YOUR TASK — Exactly the lines from the one containing "Point out elderly man's" to the final line below should be output, and no others.

===== DATA FOR THE TASK

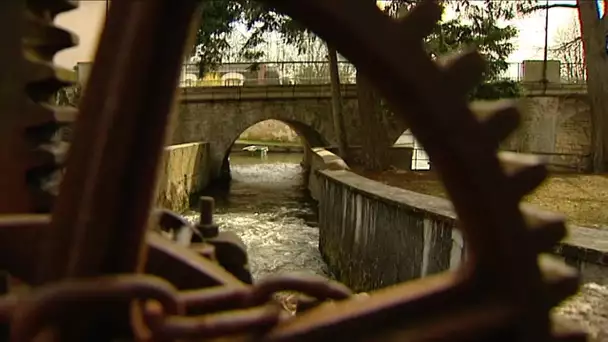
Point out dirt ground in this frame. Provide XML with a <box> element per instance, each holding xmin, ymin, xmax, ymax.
<box><xmin>353</xmin><ymin>167</ymin><xmax>608</xmax><ymax>229</ymax></box>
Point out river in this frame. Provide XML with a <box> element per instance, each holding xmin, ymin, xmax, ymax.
<box><xmin>183</xmin><ymin>153</ymin><xmax>608</xmax><ymax>340</ymax></box>
<box><xmin>185</xmin><ymin>152</ymin><xmax>331</xmax><ymax>281</ymax></box>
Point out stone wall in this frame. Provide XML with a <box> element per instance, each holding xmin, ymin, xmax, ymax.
<box><xmin>317</xmin><ymin>169</ymin><xmax>464</xmax><ymax>292</ymax></box>
<box><xmin>307</xmin><ymin>147</ymin><xmax>351</xmax><ymax>202</ymax></box>
<box><xmin>173</xmin><ymin>97</ymin><xmax>363</xmax><ymax>147</ymax></box>
<box><xmin>472</xmin><ymin>95</ymin><xmax>592</xmax><ymax>171</ymax></box>
<box><xmin>155</xmin><ymin>142</ymin><xmax>210</xmax><ymax>212</ymax></box>
<box><xmin>174</xmin><ymin>86</ymin><xmax>408</xmax><ymax>179</ymax></box>
<box><xmin>176</xmin><ymin>87</ymin><xmax>592</xmax><ymax>178</ymax></box>
<box><xmin>173</xmin><ymin>98</ymin><xmax>356</xmax><ymax>179</ymax></box>
<box><xmin>310</xmin><ymin>149</ymin><xmax>608</xmax><ymax>292</ymax></box>
<box><xmin>239</xmin><ymin>119</ymin><xmax>301</xmax><ymax>143</ymax></box>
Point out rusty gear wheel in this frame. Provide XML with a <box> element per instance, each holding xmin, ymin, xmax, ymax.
<box><xmin>0</xmin><ymin>0</ymin><xmax>77</xmax><ymax>214</ymax></box>
<box><xmin>0</xmin><ymin>0</ymin><xmax>584</xmax><ymax>341</ymax></box>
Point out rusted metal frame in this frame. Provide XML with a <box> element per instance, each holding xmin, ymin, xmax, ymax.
<box><xmin>0</xmin><ymin>215</ymin><xmax>248</xmax><ymax>338</ymax></box>
<box><xmin>9</xmin><ymin>275</ymin><xmax>182</xmax><ymax>342</ymax></box>
<box><xmin>0</xmin><ymin>0</ymin><xmax>585</xmax><ymax>340</ymax></box>
<box><xmin>153</xmin><ymin>202</ymin><xmax>253</xmax><ymax>284</ymax></box>
<box><xmin>37</xmin><ymin>0</ymin><xmax>201</xmax><ymax>283</ymax></box>
<box><xmin>0</xmin><ymin>216</ymin><xmax>245</xmax><ymax>289</ymax></box>
<box><xmin>22</xmin><ymin>0</ymin><xmax>79</xmax><ymax>214</ymax></box>
<box><xmin>0</xmin><ymin>215</ymin><xmax>49</xmax><ymax>283</ymax></box>
<box><xmin>146</xmin><ymin>232</ymin><xmax>245</xmax><ymax>289</ymax></box>
<box><xmin>0</xmin><ymin>273</ymin><xmax>354</xmax><ymax>341</ymax></box>
<box><xmin>0</xmin><ymin>0</ymin><xmax>32</xmax><ymax>213</ymax></box>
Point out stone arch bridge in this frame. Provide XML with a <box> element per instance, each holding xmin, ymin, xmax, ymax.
<box><xmin>170</xmin><ymin>84</ymin><xmax>407</xmax><ymax>179</ymax></box>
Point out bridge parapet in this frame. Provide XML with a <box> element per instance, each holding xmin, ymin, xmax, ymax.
<box><xmin>178</xmin><ymin>83</ymin><xmax>587</xmax><ymax>102</ymax></box>
<box><xmin>178</xmin><ymin>84</ymin><xmax>358</xmax><ymax>102</ymax></box>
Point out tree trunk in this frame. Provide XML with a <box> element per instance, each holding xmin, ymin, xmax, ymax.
<box><xmin>356</xmin><ymin>70</ymin><xmax>391</xmax><ymax>170</ymax></box>
<box><xmin>327</xmin><ymin>44</ymin><xmax>348</xmax><ymax>160</ymax></box>
<box><xmin>578</xmin><ymin>0</ymin><xmax>608</xmax><ymax>172</ymax></box>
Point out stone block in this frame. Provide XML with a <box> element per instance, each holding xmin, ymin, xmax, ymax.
<box><xmin>155</xmin><ymin>142</ymin><xmax>210</xmax><ymax>212</ymax></box>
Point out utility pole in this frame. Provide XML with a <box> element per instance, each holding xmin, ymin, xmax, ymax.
<box><xmin>541</xmin><ymin>0</ymin><xmax>550</xmax><ymax>94</ymax></box>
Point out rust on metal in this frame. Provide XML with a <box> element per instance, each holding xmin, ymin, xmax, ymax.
<box><xmin>0</xmin><ymin>0</ymin><xmax>587</xmax><ymax>340</ymax></box>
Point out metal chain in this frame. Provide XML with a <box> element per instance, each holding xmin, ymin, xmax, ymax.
<box><xmin>0</xmin><ymin>273</ymin><xmax>352</xmax><ymax>341</ymax></box>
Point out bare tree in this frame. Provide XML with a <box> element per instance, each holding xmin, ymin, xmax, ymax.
<box><xmin>292</xmin><ymin>35</ymin><xmax>355</xmax><ymax>84</ymax></box>
<box><xmin>549</xmin><ymin>15</ymin><xmax>585</xmax><ymax>83</ymax></box>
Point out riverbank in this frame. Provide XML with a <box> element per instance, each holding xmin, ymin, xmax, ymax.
<box><xmin>353</xmin><ymin>167</ymin><xmax>608</xmax><ymax>229</ymax></box>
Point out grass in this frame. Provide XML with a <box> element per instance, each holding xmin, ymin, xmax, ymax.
<box><xmin>352</xmin><ymin>167</ymin><xmax>608</xmax><ymax>229</ymax></box>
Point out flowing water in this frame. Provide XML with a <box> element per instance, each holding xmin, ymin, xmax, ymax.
<box><xmin>185</xmin><ymin>152</ymin><xmax>331</xmax><ymax>281</ymax></box>
<box><xmin>181</xmin><ymin>154</ymin><xmax>608</xmax><ymax>340</ymax></box>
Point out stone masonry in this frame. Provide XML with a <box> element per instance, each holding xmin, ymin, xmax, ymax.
<box><xmin>471</xmin><ymin>95</ymin><xmax>591</xmax><ymax>170</ymax></box>
<box><xmin>505</xmin><ymin>95</ymin><xmax>591</xmax><ymax>170</ymax></box>
<box><xmin>171</xmin><ymin>86</ymin><xmax>407</xmax><ymax>178</ymax></box>
<box><xmin>171</xmin><ymin>85</ymin><xmax>592</xmax><ymax>179</ymax></box>
<box><xmin>155</xmin><ymin>142</ymin><xmax>210</xmax><ymax>212</ymax></box>
<box><xmin>239</xmin><ymin>119</ymin><xmax>301</xmax><ymax>143</ymax></box>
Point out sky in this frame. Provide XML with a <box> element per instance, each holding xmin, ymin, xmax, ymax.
<box><xmin>53</xmin><ymin>0</ymin><xmax>591</xmax><ymax>70</ymax></box>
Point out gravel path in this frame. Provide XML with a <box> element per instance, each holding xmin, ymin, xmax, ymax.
<box><xmin>555</xmin><ymin>283</ymin><xmax>608</xmax><ymax>341</ymax></box>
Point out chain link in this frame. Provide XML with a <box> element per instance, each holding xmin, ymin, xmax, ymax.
<box><xmin>6</xmin><ymin>275</ymin><xmax>181</xmax><ymax>342</ymax></box>
<box><xmin>143</xmin><ymin>273</ymin><xmax>353</xmax><ymax>340</ymax></box>
<box><xmin>0</xmin><ymin>273</ymin><xmax>353</xmax><ymax>341</ymax></box>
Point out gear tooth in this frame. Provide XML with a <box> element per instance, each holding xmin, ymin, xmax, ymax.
<box><xmin>525</xmin><ymin>215</ymin><xmax>567</xmax><ymax>253</ymax></box>
<box><xmin>479</xmin><ymin>104</ymin><xmax>520</xmax><ymax>148</ymax></box>
<box><xmin>24</xmin><ymin>100</ymin><xmax>57</xmax><ymax>127</ymax></box>
<box><xmin>24</xmin><ymin>56</ymin><xmax>75</xmax><ymax>84</ymax></box>
<box><xmin>27</xmin><ymin>149</ymin><xmax>57</xmax><ymax>170</ymax></box>
<box><xmin>24</xmin><ymin>101</ymin><xmax>77</xmax><ymax>129</ymax></box>
<box><xmin>538</xmin><ymin>254</ymin><xmax>580</xmax><ymax>304</ymax></box>
<box><xmin>51</xmin><ymin>105</ymin><xmax>78</xmax><ymax>124</ymax></box>
<box><xmin>27</xmin><ymin>0</ymin><xmax>78</xmax><ymax>19</ymax></box>
<box><xmin>438</xmin><ymin>50</ymin><xmax>486</xmax><ymax>97</ymax></box>
<box><xmin>396</xmin><ymin>0</ymin><xmax>443</xmax><ymax>39</ymax></box>
<box><xmin>26</xmin><ymin>184</ymin><xmax>57</xmax><ymax>213</ymax></box>
<box><xmin>19</xmin><ymin>0</ymin><xmax>79</xmax><ymax>211</ymax></box>
<box><xmin>498</xmin><ymin>151</ymin><xmax>545</xmax><ymax>175</ymax></box>
<box><xmin>24</xmin><ymin>59</ymin><xmax>74</xmax><ymax>103</ymax></box>
<box><xmin>508</xmin><ymin>163</ymin><xmax>548</xmax><ymax>199</ymax></box>
<box><xmin>498</xmin><ymin>151</ymin><xmax>548</xmax><ymax>198</ymax></box>
<box><xmin>24</xmin><ymin>10</ymin><xmax>79</xmax><ymax>60</ymax></box>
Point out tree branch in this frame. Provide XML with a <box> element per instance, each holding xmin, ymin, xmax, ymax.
<box><xmin>521</xmin><ymin>3</ymin><xmax>578</xmax><ymax>14</ymax></box>
<box><xmin>550</xmin><ymin>36</ymin><xmax>583</xmax><ymax>52</ymax></box>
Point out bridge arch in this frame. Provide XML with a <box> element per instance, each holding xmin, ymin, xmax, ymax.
<box><xmin>174</xmin><ymin>96</ymin><xmax>341</xmax><ymax>181</ymax></box>
<box><xmin>213</xmin><ymin>118</ymin><xmax>330</xmax><ymax>182</ymax></box>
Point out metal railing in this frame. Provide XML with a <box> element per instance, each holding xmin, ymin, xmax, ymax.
<box><xmin>179</xmin><ymin>61</ymin><xmax>357</xmax><ymax>87</ymax></box>
<box><xmin>559</xmin><ymin>63</ymin><xmax>587</xmax><ymax>84</ymax></box>
<box><xmin>179</xmin><ymin>61</ymin><xmax>587</xmax><ymax>88</ymax></box>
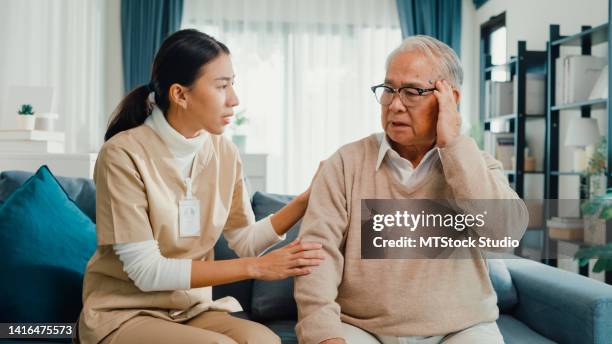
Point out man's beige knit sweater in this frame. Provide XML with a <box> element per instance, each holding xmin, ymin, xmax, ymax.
<box><xmin>294</xmin><ymin>134</ymin><xmax>528</xmax><ymax>344</ymax></box>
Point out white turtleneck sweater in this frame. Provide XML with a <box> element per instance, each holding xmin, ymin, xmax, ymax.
<box><xmin>113</xmin><ymin>107</ymin><xmax>284</xmax><ymax>292</ymax></box>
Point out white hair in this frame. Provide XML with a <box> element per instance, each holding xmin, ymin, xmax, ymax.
<box><xmin>386</xmin><ymin>35</ymin><xmax>463</xmax><ymax>88</ymax></box>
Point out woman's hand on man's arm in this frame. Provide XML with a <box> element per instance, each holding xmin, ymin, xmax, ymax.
<box><xmin>190</xmin><ymin>239</ymin><xmax>323</xmax><ymax>288</ymax></box>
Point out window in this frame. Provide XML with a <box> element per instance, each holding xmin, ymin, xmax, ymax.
<box><xmin>182</xmin><ymin>0</ymin><xmax>402</xmax><ymax>193</ymax></box>
<box><xmin>481</xmin><ymin>12</ymin><xmax>508</xmax><ymax>81</ymax></box>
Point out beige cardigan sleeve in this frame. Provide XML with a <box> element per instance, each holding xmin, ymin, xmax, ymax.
<box><xmin>294</xmin><ymin>152</ymin><xmax>349</xmax><ymax>344</ymax></box>
<box><xmin>438</xmin><ymin>135</ymin><xmax>528</xmax><ymax>242</ymax></box>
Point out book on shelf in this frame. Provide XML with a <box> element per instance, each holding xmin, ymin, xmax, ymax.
<box><xmin>588</xmin><ymin>65</ymin><xmax>608</xmax><ymax>100</ymax></box>
<box><xmin>513</xmin><ymin>73</ymin><xmax>545</xmax><ymax>114</ymax></box>
<box><xmin>555</xmin><ymin>55</ymin><xmax>607</xmax><ymax>105</ymax></box>
<box><xmin>547</xmin><ymin>217</ymin><xmax>584</xmax><ymax>241</ymax></box>
<box><xmin>495</xmin><ymin>134</ymin><xmax>515</xmax><ymax>171</ymax></box>
<box><xmin>485</xmin><ymin>80</ymin><xmax>514</xmax><ymax>118</ymax></box>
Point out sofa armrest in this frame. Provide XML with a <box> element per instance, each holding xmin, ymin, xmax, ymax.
<box><xmin>504</xmin><ymin>258</ymin><xmax>612</xmax><ymax>344</ymax></box>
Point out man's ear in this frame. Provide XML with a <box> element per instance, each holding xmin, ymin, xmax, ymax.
<box><xmin>453</xmin><ymin>88</ymin><xmax>461</xmax><ymax>105</ymax></box>
<box><xmin>168</xmin><ymin>83</ymin><xmax>188</xmax><ymax>110</ymax></box>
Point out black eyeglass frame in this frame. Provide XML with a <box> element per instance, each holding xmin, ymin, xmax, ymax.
<box><xmin>370</xmin><ymin>84</ymin><xmax>436</xmax><ymax>105</ymax></box>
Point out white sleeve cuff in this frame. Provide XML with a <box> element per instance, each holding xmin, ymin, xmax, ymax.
<box><xmin>114</xmin><ymin>240</ymin><xmax>191</xmax><ymax>292</ymax></box>
<box><xmin>224</xmin><ymin>215</ymin><xmax>286</xmax><ymax>258</ymax></box>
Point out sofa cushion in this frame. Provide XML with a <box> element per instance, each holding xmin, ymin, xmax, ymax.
<box><xmin>262</xmin><ymin>319</ymin><xmax>298</xmax><ymax>344</ymax></box>
<box><xmin>497</xmin><ymin>314</ymin><xmax>555</xmax><ymax>344</ymax></box>
<box><xmin>0</xmin><ymin>166</ymin><xmax>97</xmax><ymax>323</ymax></box>
<box><xmin>487</xmin><ymin>259</ymin><xmax>518</xmax><ymax>312</ymax></box>
<box><xmin>0</xmin><ymin>170</ymin><xmax>96</xmax><ymax>223</ymax></box>
<box><xmin>250</xmin><ymin>192</ymin><xmax>300</xmax><ymax>321</ymax></box>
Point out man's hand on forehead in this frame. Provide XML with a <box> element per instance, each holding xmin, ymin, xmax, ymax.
<box><xmin>433</xmin><ymin>79</ymin><xmax>461</xmax><ymax>148</ymax></box>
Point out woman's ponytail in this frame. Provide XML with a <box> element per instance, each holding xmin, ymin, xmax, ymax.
<box><xmin>104</xmin><ymin>29</ymin><xmax>229</xmax><ymax>142</ymax></box>
<box><xmin>104</xmin><ymin>84</ymin><xmax>153</xmax><ymax>141</ymax></box>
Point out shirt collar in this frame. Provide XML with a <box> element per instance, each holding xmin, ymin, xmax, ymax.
<box><xmin>375</xmin><ymin>133</ymin><xmax>440</xmax><ymax>171</ymax></box>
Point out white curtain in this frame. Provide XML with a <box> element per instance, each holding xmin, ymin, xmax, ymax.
<box><xmin>183</xmin><ymin>0</ymin><xmax>402</xmax><ymax>194</ymax></box>
<box><xmin>0</xmin><ymin>0</ymin><xmax>120</xmax><ymax>154</ymax></box>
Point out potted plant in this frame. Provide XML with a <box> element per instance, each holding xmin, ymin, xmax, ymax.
<box><xmin>16</xmin><ymin>104</ymin><xmax>36</xmax><ymax>130</ymax></box>
<box><xmin>582</xmin><ymin>137</ymin><xmax>607</xmax><ymax>198</ymax></box>
<box><xmin>575</xmin><ymin>190</ymin><xmax>612</xmax><ymax>273</ymax></box>
<box><xmin>231</xmin><ymin>109</ymin><xmax>248</xmax><ymax>153</ymax></box>
<box><xmin>579</xmin><ymin>137</ymin><xmax>608</xmax><ymax>245</ymax></box>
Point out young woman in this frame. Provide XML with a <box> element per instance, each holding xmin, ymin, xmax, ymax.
<box><xmin>78</xmin><ymin>29</ymin><xmax>324</xmax><ymax>344</ymax></box>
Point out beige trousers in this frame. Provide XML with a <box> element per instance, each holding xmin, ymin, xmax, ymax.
<box><xmin>342</xmin><ymin>321</ymin><xmax>504</xmax><ymax>344</ymax></box>
<box><xmin>98</xmin><ymin>311</ymin><xmax>280</xmax><ymax>344</ymax></box>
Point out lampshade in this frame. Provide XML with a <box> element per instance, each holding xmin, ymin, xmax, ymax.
<box><xmin>564</xmin><ymin>117</ymin><xmax>600</xmax><ymax>147</ymax></box>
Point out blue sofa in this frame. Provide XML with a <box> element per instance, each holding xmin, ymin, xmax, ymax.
<box><xmin>1</xmin><ymin>169</ymin><xmax>612</xmax><ymax>344</ymax></box>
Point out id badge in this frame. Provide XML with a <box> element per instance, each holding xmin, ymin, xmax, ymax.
<box><xmin>179</xmin><ymin>198</ymin><xmax>201</xmax><ymax>237</ymax></box>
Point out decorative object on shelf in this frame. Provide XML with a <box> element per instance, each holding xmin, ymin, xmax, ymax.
<box><xmin>581</xmin><ymin>185</ymin><xmax>611</xmax><ymax>246</ymax></box>
<box><xmin>524</xmin><ymin>147</ymin><xmax>536</xmax><ymax>172</ymax></box>
<box><xmin>547</xmin><ymin>217</ymin><xmax>584</xmax><ymax>241</ymax></box>
<box><xmin>230</xmin><ymin>108</ymin><xmax>248</xmax><ymax>154</ymax></box>
<box><xmin>564</xmin><ymin>117</ymin><xmax>600</xmax><ymax>172</ymax></box>
<box><xmin>495</xmin><ymin>135</ymin><xmax>514</xmax><ymax>171</ymax></box>
<box><xmin>35</xmin><ymin>112</ymin><xmax>59</xmax><ymax>131</ymax></box>
<box><xmin>583</xmin><ymin>136</ymin><xmax>608</xmax><ymax>198</ymax></box>
<box><xmin>16</xmin><ymin>104</ymin><xmax>36</xmax><ymax>130</ymax></box>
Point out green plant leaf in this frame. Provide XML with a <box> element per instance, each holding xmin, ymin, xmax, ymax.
<box><xmin>577</xmin><ymin>257</ymin><xmax>590</xmax><ymax>267</ymax></box>
<box><xmin>592</xmin><ymin>258</ymin><xmax>610</xmax><ymax>273</ymax></box>
<box><xmin>581</xmin><ymin>200</ymin><xmax>601</xmax><ymax>215</ymax></box>
<box><xmin>600</xmin><ymin>206</ymin><xmax>612</xmax><ymax>220</ymax></box>
<box><xmin>575</xmin><ymin>243</ymin><xmax>612</xmax><ymax>272</ymax></box>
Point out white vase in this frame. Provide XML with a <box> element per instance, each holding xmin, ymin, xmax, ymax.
<box><xmin>589</xmin><ymin>174</ymin><xmax>607</xmax><ymax>198</ymax></box>
<box><xmin>35</xmin><ymin>112</ymin><xmax>58</xmax><ymax>131</ymax></box>
<box><xmin>16</xmin><ymin>115</ymin><xmax>36</xmax><ymax>130</ymax></box>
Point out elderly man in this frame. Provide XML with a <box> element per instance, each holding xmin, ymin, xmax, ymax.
<box><xmin>294</xmin><ymin>35</ymin><xmax>527</xmax><ymax>344</ymax></box>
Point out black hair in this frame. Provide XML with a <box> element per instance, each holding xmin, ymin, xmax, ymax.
<box><xmin>104</xmin><ymin>29</ymin><xmax>230</xmax><ymax>141</ymax></box>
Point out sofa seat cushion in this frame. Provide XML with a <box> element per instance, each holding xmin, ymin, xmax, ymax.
<box><xmin>0</xmin><ymin>166</ymin><xmax>97</xmax><ymax>323</ymax></box>
<box><xmin>497</xmin><ymin>315</ymin><xmax>555</xmax><ymax>344</ymax></box>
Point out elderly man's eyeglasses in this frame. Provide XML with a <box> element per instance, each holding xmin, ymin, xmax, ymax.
<box><xmin>371</xmin><ymin>84</ymin><xmax>436</xmax><ymax>106</ymax></box>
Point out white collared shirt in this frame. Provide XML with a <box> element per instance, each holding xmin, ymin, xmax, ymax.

==========

THE COMPLETED TASK —
Point out elderly man's eyeglasses in this frame. Provide XML with a <box> element per instance, each holding xmin, ymin, xmax, ymax.
<box><xmin>371</xmin><ymin>84</ymin><xmax>436</xmax><ymax>106</ymax></box>
Point out white collared shirt in this frame. Provide XML with a <box> element per instance, each holding xmin, ymin, xmax, ymax.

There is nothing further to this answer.